- [Text extract]
Transformer XL: Beyond a Fixed-Length Context

Last Updated : 14 Dec, 2023

Transformer XL is short for Transformer Extra Long. The Transformer-XL model was introduced in the paper titled “Transformer-XL: Attentive Language Models Beyond a Fixed-Length Context,” authored by Zihang Dai, Zhilin Yang, Yiming Yang, Jaime Carbonell, Quoc V. Le, and Ruslan Salakhutdinov. Natural Language Processing has experienced significant progress and Transformer XL is a key influencer in reshaping the landscape of sequence modeling.

The article aims to explore the key features including segment-level recurrence mechanism and relative encoding of the Transformer XL model.

Transformer

The Transformer was originally developed to solve the problem of sequence-to-sequence tasks, such as machine translation, but has since become a foundational model for various natural language processing (NLP) tasks. The key features of the Transformer are discussed below:

Self-attention: A distinctive aspect of the transformer is its utilization of a self-attention mechanism, enabling the model to assign varying weights to words in a sequence based on their relevance to one another. This facilitates the parallel capture of long-range dependencies. The implementation involves multiple self-attention heads, providing the model with diverse perspectives on word relationships.

- [Directions]
Please reproduce everything from "Last Updated : 14" down to "Transformer XL model." in the Transformer XL article, word for word.

- [Source excerpt]

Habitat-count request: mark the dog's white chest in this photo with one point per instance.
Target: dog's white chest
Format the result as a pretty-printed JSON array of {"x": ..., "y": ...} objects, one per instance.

- [Solved problem]
Last Updated : 14 Dec, 2023

Transformer XL is short for Transformer Extra Long. The Transformer-XL model was introduced in the paper titled “Transformer-XL: Attentive Language Models Beyond a Fixed-Length Context,” authored by Zihang Dai, Zhilin Yang, Yiming Yang, Jaime Carbonell, Quoc V. Le, and Ruslan Salakhutdinov. Natural Language Processing has experienced significant progress and Transformer XL is a key influencer in reshaping the landscape of sequence modeling.

The article aims to explore the key features including segment-level recurrence mechanism and relative encoding of the Transformer XL model.